• [TASK PROMPT]: All of the data must be printed exactly; please include every line.

• [DATA FOR THIS TASK]:
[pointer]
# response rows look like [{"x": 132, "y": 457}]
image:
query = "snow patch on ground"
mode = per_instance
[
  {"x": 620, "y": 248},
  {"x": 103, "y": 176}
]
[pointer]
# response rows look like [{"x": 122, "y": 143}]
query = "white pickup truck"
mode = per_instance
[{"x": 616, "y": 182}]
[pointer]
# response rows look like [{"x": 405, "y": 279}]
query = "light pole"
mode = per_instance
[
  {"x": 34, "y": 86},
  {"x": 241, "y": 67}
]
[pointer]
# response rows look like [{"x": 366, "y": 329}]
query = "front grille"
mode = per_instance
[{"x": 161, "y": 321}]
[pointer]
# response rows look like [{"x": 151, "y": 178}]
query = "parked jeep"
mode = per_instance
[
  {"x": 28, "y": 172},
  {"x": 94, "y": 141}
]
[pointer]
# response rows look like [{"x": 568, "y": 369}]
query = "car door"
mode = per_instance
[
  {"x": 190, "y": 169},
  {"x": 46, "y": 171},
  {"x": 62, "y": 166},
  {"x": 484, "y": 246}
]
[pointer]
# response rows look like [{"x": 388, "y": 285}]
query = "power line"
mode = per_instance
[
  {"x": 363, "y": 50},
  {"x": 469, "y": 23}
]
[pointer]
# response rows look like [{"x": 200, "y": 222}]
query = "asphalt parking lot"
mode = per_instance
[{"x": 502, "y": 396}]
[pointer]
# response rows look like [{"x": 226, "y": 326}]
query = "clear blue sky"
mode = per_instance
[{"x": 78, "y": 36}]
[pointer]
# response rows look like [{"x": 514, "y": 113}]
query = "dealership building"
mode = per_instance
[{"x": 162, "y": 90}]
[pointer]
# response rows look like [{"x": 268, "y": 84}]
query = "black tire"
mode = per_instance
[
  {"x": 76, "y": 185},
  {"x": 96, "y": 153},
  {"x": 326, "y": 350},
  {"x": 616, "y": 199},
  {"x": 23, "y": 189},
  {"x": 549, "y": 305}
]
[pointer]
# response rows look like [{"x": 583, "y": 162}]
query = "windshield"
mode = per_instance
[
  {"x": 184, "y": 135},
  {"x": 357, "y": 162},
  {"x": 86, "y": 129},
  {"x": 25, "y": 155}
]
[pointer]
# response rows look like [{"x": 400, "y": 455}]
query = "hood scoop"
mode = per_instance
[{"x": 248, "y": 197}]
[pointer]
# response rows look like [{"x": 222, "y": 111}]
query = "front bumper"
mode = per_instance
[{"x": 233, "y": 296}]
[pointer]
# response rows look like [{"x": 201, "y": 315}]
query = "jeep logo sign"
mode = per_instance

• [SOLUTION FOR THIS TASK]:
[pointer]
# response rows look like [{"x": 132, "y": 457}]
image:
query = "snow patch on ground"
mode = per_instance
[
  {"x": 620, "y": 248},
  {"x": 103, "y": 176}
]
[pointer]
# response rows look like [{"x": 122, "y": 143}]
query = "white pickup truck"
mode = per_instance
[{"x": 616, "y": 182}]
[pointer]
# response rows look like [{"x": 405, "y": 279}]
query = "light pole"
mode = per_instance
[
  {"x": 34, "y": 86},
  {"x": 241, "y": 67}
]
[pointer]
# response rows look like [{"x": 366, "y": 329}]
query = "front grille"
mode = per_instance
[{"x": 161, "y": 321}]
[pointer]
# response rows look like [{"x": 151, "y": 178}]
query = "parked jeep"
mode = per_instance
[
  {"x": 28, "y": 172},
  {"x": 94, "y": 141}
]
[pointer]
# response rows look like [{"x": 568, "y": 369}]
query = "car door"
mode = per_instance
[
  {"x": 190, "y": 169},
  {"x": 46, "y": 171},
  {"x": 62, "y": 166},
  {"x": 484, "y": 246}
]
[pointer]
# response rows look like [{"x": 388, "y": 285}]
query = "power line"
mode = per_instance
[
  {"x": 363, "y": 50},
  {"x": 469, "y": 23}
]
[pointer]
# response rows look like [{"x": 200, "y": 222}]
query = "asphalt parking lot"
mode = per_instance
[{"x": 502, "y": 396}]
[pointer]
# response rows look like [{"x": 226, "y": 326}]
query = "clear blue sky"
mode = per_instance
[{"x": 78, "y": 36}]
[pointer]
# response rows look like [{"x": 514, "y": 113}]
query = "dealership building"
mode = per_instance
[{"x": 162, "y": 90}]
[pointer]
# response rows look like [{"x": 268, "y": 84}]
query = "black tire"
mode = per_instance
[
  {"x": 76, "y": 185},
  {"x": 96, "y": 153},
  {"x": 326, "y": 350},
  {"x": 616, "y": 199},
  {"x": 23, "y": 189},
  {"x": 549, "y": 305}
]
[pointer]
# response rows look like [{"x": 583, "y": 162}]
query = "windshield"
mode = per_instance
[
  {"x": 184, "y": 135},
  {"x": 357, "y": 162},
  {"x": 86, "y": 129},
  {"x": 25, "y": 155}
]
[pointer]
# response rows look like [{"x": 400, "y": 455}]
query = "hood scoop"
mode = per_instance
[{"x": 248, "y": 197}]
[pointer]
# response rows look like [{"x": 222, "y": 111}]
query = "front bumper"
mode = per_instance
[{"x": 233, "y": 296}]
[pointer]
# response rows look like [{"x": 201, "y": 315}]
query = "jeep logo sign"
mode = per_instance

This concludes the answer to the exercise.